Goal A
Does each statement below agree with the passage on strengthening a blank? Answer yes or no for each, quoting the words of the passage that decide it.
(i) Embossing raises strength more than the high energy density beam process does.
(ii) The embossed portions of the blank are thinner than its other portions.
(iii) The blank may be locally heated above the evaporating temperature of its coating.

# START OF Excerpted text

It is also desirable to determine various conditions in strengthening the
local portion of the blank due to the structural transformation, in view
of a rust-proof coating other than the Zn--Fe layer, or other coating
formed on the outer surface of the blank. That is, the blank may be
locally heated at a temperature which is lower than the evaporating or
fusing temperature of such a coating.
In any of the above-described methods according to the first to fourth
aspects of the invention, the blank may also be strengthened by embossing
a local portion of the blank so as to cause compressive deformation
thereof, which leads to improved mechanical strength of the local portion.
In the embossing operation, the local portion of the blank is strengthened
due to strain hardening or strain aging. Although the degree of the
increase in the strength achieved by this strengthening process is not so
large as that achieved by the above process utilizing the high energy
density beam, the instant process is favorably employed when the blank is
plated with fused zinc, or provided with other coating. Further, the
embossing operation is advantageously effected on a blank formed of
various materials whose mechanical strength increases with the strain
hardening or strain aging, for example. Since the embossed portions of the
blank have reduced thickness as compared with the other portions, the
blank-holding pressure can be reduced during the press working if a
portion of the blank held by two pressure members includes the embossed
portions, resulting in reduced possibility of breakage or rupture of the
blank. Moreover, the embossed portions may be formed by pressing the blank
against a suitable die, requiring a relatively low cost for installation
and maintenance for effecting the embossing operation.

# END OF Excerpted text
# START OF Records for the task

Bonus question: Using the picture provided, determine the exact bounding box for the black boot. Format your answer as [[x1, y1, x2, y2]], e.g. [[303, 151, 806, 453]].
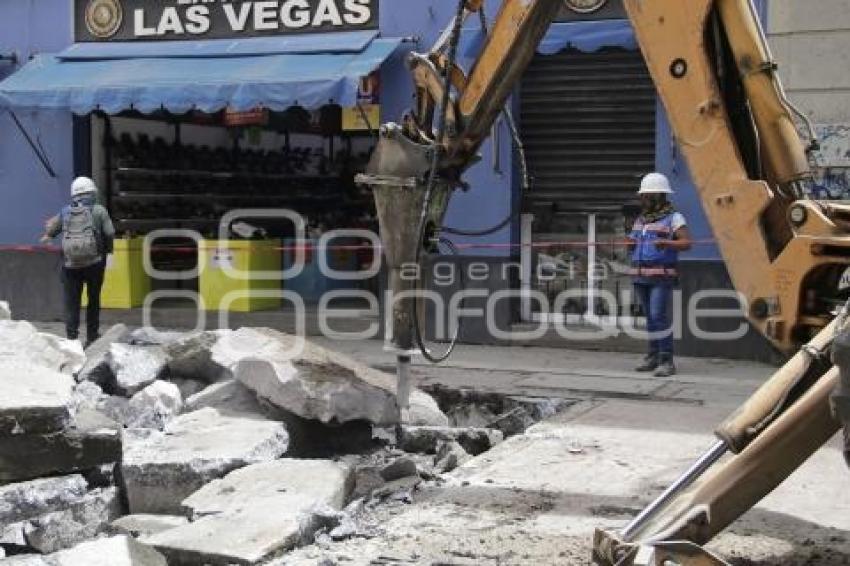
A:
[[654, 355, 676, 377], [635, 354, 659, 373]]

# END OF Records for the task
# START OF Records for the task

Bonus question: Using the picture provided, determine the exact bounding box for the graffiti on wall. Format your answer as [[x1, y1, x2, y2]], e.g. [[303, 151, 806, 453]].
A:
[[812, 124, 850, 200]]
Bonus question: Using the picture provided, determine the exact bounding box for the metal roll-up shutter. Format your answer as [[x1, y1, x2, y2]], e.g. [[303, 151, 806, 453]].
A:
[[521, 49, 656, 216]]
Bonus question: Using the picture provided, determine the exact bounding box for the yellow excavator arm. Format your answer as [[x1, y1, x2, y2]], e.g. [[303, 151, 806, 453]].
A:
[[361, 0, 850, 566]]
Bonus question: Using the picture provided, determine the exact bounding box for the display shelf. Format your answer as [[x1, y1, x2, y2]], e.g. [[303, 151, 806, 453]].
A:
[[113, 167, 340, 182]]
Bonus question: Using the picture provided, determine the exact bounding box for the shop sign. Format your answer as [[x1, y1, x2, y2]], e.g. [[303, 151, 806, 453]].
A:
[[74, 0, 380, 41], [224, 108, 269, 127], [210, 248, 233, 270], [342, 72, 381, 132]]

# END OF Records for the task
# START OF Records for the task

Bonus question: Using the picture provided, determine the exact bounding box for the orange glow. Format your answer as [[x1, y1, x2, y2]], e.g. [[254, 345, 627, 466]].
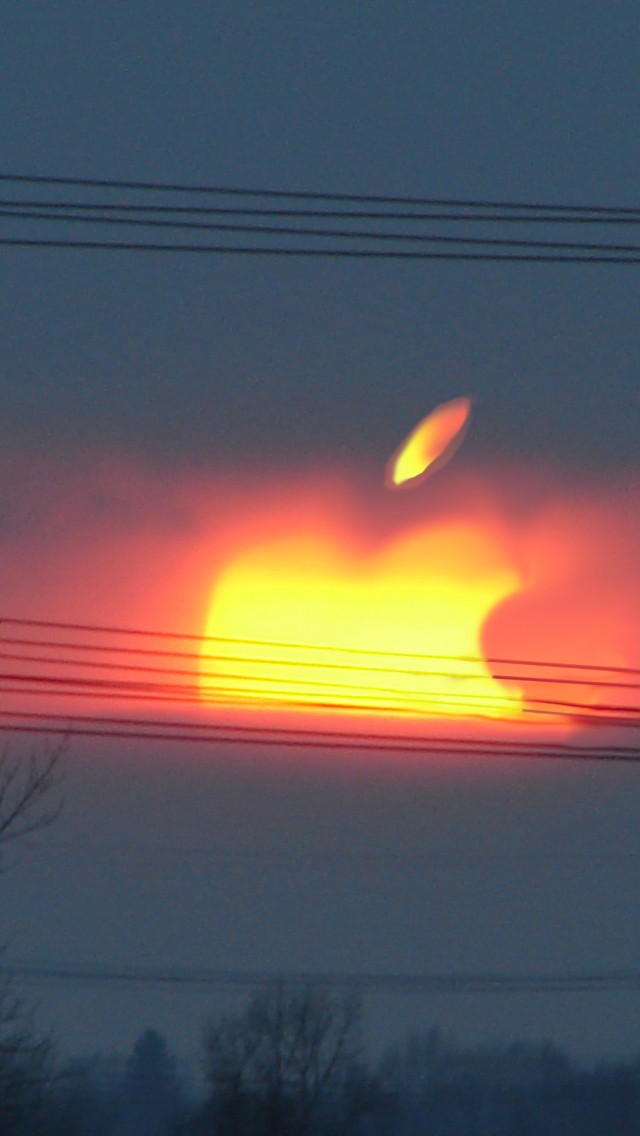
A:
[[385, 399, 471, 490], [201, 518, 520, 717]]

# END OF Records for the task

Goal B
Which lines of the records contain the string "sign"? Copy each of them.

Problem solution A
(i) No: "is not so large as that achieved by the above process utilizing the high energy density beam"
(ii) Yes: "the embossed portions of the blank have reduced thickness as compared with the other portions"
(iii) No: "locally heated at a temperature which is lower than the evaporating or fusing temperature of such a coating"

Problem solution B
Bonus question: Using the picture provided, determine the exact bounding box for the shop sign. Format your answer as [[x1, y1, x2, y2]], e.g. [[303, 151, 806, 453]].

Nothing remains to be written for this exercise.